— SOURCE —
The entire process is in service to Rachel’s number one thesis of the show, the concept that every story idea must go through before making it onto the air: To introduce viewers to a story that hasn’t been overplayed in the rest of the mainstream media while also not getting too cerebral—or negative.

At times, it is a precarious balancing act. “First, we need to be able to synthesize a lot of information, and then exclude from our field of consideration the stuff that isn’t important so we can find the salient, new thing,” said Rachel. “And that is very rarely something overt.”

Before she heads out to the studio, she starts her day in quiet, waking up around eight o’clock. “I’m not a morning person,” she admitted. “Before noon, all I’m capable of is marmalade and mumbling.”

And she tries to avoid the media as much as possible; after all, she’ll get plenty of it in just a few short hours. “I usually don’t spend too much time looking at the news before I come into the office because I try to compartmentalize my life a little bit, so I have a little bit of sanity, a little bit of usable brain by the time I get to work,” she said.

Sometimes she goes for a run, a sport that she picked up only when she was thirty-eight, despite the fact that she was an avid competitive athlete all throughout high school. However, her favorite sport has always been fishing. She finds it relaxing, allowing her mind to wander before heading uptown to the studio. Sometimes she even drops a line in the nearby Hudson River in the wee hours of the morning to de-stress after the show wraps.

Before she arrives at the office around noon, Rachel gears up for the day by reading a lengthy note prepared by a senior producer that spells out what she and other top staffers anticipate the biggest stories of the day will be and why they think they should make it onto the show a painfully short nine hours later. Rachel also scrolls through her own news sources, marks up the likely candidates, and then climbs into a car that will ferry her a couple of miles away to midtown and the MSNBC studios at 30 Rockefeller Plaza.

Before she opens the door, Rachel takes a few deep breaths in the car. They’re the last few normal, unhurried breaths she’ll have for the next ten hours.


Her first task of the day is to hole up in her office for the next two hours to comb through her list of story ideas along with the morning note from the producer. Then she prints out all of the competing story ideas from a variety of websites and spreads them out all over her office. “I get down on the floor with all my paper, and I make this big grid which is very embarrassing,” she said.

She admits that her process is neither efficient nor green. “I am a paper monster,” she said, going through about five hundred sheets of paper to print out newspaper stories, journal articles, and copy pages from books so she can scrawl all over them and arrange them in some semblance of order.

What does she consume? Basically a little bit of everything.

— WHAT IS NEEDED —
Update the passage on Rachel's daily routine from "The entire process" to "too cerebral—or negative.", swapping "thesis" for "principle".

— ENTRIES SUPPLIED —
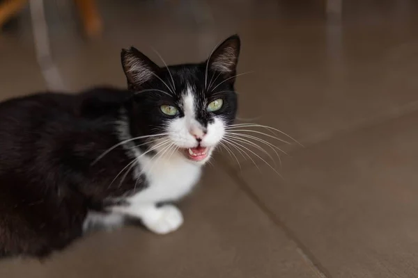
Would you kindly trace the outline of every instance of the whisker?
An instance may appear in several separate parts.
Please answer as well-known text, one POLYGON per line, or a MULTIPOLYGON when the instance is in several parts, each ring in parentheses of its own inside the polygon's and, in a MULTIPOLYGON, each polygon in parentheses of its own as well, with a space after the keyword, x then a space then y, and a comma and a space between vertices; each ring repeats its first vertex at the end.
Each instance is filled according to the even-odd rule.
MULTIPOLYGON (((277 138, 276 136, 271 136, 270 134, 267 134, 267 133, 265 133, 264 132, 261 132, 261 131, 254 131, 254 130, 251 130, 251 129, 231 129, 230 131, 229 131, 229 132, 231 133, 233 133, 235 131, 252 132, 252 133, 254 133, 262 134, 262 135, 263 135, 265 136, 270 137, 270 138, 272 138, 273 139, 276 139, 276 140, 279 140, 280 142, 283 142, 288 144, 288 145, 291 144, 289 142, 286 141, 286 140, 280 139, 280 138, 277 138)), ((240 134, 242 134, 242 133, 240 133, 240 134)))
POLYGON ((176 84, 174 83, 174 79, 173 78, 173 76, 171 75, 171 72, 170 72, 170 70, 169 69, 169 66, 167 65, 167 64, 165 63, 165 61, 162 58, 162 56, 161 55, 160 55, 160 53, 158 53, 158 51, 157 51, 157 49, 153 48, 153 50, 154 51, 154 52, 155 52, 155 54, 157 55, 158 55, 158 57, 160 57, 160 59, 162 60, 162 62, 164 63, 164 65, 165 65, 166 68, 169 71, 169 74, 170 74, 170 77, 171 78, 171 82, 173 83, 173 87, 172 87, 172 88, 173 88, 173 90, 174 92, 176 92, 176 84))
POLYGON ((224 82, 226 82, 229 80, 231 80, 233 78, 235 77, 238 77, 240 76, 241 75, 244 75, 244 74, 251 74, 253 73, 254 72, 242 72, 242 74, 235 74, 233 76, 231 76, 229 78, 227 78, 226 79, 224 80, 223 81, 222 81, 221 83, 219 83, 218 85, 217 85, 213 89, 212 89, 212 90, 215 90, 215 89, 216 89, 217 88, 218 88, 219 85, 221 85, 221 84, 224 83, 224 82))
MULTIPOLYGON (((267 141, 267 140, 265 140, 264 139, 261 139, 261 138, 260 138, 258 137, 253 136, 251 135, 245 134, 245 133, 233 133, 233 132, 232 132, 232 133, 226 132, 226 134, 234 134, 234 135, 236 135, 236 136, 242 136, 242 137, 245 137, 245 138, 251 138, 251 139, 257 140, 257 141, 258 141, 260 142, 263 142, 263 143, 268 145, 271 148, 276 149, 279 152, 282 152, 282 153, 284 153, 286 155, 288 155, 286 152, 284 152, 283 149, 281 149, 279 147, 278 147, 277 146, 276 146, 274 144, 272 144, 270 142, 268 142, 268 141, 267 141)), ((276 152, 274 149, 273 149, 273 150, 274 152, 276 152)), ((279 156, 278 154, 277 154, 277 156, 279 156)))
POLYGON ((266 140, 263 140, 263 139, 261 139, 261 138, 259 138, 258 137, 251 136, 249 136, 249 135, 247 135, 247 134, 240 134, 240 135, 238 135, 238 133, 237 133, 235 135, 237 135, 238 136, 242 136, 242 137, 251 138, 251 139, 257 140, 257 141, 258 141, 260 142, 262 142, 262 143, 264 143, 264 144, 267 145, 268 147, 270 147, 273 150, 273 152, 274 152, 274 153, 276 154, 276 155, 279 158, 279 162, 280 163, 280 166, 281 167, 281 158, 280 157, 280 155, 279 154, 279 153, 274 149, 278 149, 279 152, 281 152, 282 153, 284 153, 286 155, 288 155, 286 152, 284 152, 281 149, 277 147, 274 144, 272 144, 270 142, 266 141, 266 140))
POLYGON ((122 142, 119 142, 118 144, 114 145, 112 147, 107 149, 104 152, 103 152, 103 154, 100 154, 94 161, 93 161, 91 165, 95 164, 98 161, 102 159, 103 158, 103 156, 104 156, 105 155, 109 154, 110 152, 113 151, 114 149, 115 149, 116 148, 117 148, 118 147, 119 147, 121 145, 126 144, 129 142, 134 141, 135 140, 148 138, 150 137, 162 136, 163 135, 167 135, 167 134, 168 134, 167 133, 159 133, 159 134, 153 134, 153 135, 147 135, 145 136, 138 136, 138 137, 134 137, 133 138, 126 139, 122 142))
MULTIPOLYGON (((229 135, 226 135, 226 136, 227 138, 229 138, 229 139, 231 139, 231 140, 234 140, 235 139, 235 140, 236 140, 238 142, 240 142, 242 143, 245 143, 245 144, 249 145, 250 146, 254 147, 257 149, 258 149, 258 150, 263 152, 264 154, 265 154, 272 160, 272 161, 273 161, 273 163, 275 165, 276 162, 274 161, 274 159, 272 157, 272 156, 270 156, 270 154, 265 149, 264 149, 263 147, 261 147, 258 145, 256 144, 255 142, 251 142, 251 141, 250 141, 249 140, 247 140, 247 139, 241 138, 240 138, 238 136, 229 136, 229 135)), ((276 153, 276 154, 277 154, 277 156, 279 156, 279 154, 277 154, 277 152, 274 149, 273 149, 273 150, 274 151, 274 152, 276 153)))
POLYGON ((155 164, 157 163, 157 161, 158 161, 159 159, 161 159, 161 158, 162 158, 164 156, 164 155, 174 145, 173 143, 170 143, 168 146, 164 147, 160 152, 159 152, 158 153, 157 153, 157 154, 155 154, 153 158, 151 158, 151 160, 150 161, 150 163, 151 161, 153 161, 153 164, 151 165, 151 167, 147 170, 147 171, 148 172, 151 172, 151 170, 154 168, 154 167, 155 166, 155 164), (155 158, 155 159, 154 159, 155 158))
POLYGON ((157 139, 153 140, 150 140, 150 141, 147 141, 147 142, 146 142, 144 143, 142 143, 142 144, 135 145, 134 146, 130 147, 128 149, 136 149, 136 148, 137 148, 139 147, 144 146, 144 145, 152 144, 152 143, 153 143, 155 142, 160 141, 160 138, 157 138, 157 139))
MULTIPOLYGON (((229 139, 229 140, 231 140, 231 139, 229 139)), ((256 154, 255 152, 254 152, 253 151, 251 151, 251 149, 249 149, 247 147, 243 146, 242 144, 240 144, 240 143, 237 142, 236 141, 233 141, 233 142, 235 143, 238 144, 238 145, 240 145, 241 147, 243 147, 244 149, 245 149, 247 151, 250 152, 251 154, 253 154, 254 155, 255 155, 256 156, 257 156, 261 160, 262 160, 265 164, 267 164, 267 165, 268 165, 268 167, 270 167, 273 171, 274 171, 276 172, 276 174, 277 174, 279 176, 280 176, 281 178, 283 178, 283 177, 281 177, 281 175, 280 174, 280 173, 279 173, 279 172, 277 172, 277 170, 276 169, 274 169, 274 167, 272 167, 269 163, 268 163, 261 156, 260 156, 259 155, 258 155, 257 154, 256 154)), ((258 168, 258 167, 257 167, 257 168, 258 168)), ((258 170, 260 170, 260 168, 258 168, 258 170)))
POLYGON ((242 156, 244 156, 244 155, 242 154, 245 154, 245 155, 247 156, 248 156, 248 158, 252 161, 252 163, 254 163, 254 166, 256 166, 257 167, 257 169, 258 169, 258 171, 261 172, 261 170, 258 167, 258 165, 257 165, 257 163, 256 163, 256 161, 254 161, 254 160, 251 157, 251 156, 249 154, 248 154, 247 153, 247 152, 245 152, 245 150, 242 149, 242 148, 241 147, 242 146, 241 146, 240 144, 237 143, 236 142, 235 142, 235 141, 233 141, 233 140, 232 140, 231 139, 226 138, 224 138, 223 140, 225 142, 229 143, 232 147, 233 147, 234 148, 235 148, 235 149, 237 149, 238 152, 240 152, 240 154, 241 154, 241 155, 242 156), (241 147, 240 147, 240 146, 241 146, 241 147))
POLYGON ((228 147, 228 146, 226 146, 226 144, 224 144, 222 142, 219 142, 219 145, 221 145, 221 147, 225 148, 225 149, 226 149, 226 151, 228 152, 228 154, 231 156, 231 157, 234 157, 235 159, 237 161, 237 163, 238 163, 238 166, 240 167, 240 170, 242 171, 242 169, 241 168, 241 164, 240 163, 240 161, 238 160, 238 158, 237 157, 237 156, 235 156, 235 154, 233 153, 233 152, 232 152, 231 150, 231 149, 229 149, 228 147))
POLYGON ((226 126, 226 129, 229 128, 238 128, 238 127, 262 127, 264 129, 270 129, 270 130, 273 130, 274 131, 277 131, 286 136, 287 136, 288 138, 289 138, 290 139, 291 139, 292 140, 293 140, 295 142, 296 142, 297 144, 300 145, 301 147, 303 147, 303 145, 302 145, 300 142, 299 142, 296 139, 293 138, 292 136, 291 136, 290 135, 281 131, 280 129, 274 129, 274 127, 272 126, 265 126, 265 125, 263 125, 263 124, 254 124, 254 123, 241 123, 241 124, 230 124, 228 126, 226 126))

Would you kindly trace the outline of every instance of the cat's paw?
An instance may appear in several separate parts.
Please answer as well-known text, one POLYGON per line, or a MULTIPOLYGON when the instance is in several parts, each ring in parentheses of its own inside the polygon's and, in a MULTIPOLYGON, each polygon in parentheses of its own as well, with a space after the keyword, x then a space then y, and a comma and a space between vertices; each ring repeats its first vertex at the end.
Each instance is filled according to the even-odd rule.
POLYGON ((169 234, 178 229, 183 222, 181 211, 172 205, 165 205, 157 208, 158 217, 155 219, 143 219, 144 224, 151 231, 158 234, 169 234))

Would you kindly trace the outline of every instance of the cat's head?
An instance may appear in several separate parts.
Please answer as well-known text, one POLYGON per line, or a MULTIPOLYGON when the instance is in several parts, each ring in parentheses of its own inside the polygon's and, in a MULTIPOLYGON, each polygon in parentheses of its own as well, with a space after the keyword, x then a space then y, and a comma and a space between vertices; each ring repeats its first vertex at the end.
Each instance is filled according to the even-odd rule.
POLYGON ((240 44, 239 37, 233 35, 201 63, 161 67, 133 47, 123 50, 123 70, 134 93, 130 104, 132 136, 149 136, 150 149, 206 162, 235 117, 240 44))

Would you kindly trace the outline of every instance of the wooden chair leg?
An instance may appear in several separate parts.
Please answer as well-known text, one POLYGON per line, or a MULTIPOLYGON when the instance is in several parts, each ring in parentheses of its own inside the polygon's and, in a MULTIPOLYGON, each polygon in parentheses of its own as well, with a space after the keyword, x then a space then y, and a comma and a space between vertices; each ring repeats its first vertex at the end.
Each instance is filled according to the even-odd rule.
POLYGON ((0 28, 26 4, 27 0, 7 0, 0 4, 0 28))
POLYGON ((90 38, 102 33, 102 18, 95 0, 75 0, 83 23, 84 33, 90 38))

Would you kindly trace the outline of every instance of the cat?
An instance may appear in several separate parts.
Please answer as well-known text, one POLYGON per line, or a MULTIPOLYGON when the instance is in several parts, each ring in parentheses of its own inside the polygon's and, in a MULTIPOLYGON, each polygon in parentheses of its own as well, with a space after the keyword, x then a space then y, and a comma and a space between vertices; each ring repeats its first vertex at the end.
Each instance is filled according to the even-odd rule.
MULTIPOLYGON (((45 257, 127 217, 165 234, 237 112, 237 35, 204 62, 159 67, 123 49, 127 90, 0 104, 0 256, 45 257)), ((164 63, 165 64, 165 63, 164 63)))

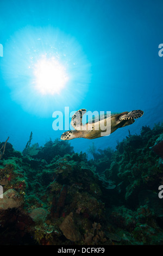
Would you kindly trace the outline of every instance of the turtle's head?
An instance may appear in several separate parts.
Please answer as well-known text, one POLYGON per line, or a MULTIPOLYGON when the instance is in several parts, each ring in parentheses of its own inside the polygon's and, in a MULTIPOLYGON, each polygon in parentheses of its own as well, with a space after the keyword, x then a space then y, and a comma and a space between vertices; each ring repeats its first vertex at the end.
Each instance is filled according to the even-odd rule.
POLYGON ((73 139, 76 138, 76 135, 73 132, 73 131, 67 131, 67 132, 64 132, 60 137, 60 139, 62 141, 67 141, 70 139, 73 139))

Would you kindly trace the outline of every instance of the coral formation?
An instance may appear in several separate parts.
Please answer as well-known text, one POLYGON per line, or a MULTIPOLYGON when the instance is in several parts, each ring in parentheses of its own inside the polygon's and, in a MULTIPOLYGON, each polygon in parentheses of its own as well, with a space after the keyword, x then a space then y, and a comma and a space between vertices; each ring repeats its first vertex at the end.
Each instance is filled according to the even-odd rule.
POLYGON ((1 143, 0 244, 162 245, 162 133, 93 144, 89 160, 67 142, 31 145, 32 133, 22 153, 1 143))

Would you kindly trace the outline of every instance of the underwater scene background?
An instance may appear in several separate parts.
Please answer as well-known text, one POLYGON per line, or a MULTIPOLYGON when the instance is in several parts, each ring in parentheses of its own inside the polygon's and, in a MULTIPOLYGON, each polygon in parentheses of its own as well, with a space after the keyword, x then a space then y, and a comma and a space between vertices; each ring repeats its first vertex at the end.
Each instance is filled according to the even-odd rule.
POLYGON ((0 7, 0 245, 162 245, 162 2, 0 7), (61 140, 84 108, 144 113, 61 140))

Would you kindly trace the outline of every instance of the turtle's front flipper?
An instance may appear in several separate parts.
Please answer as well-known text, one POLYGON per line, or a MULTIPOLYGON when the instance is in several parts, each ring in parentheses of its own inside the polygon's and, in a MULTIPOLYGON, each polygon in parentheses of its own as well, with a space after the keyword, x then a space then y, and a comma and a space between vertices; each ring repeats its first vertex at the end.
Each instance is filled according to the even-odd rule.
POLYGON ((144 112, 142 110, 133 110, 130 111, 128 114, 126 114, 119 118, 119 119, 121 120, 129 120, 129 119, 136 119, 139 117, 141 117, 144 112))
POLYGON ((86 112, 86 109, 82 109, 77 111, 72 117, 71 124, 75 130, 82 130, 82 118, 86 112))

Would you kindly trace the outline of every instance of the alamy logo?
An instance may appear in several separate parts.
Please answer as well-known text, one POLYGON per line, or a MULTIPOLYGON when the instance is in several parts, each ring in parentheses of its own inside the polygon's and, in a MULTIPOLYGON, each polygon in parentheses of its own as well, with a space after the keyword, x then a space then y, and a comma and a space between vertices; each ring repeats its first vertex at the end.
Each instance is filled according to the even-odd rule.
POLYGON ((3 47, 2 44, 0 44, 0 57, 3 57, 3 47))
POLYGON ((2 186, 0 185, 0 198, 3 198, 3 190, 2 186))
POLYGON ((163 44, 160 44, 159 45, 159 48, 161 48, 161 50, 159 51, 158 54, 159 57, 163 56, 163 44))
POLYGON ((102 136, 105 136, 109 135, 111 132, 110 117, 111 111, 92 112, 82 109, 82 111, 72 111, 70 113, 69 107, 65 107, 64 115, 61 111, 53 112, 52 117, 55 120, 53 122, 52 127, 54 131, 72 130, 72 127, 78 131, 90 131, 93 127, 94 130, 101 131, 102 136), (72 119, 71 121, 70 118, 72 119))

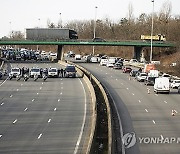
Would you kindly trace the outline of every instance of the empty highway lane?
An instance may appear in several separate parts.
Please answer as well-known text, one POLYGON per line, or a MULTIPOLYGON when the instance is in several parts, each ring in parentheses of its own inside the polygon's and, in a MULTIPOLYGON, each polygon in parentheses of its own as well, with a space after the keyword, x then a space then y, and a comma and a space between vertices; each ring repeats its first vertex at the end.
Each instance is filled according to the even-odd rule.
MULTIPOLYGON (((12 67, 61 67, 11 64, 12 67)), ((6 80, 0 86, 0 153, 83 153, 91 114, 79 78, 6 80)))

— SOLUTION FOR THIS TASK —
The entire process is in service to Rachel’s number one principle of the show, the concept that every story idea must go through before making it onto the air: To introduce viewers to a story that hasn’t been overplayed in the rest of the mainstream media while also not getting too cerebral—or negative.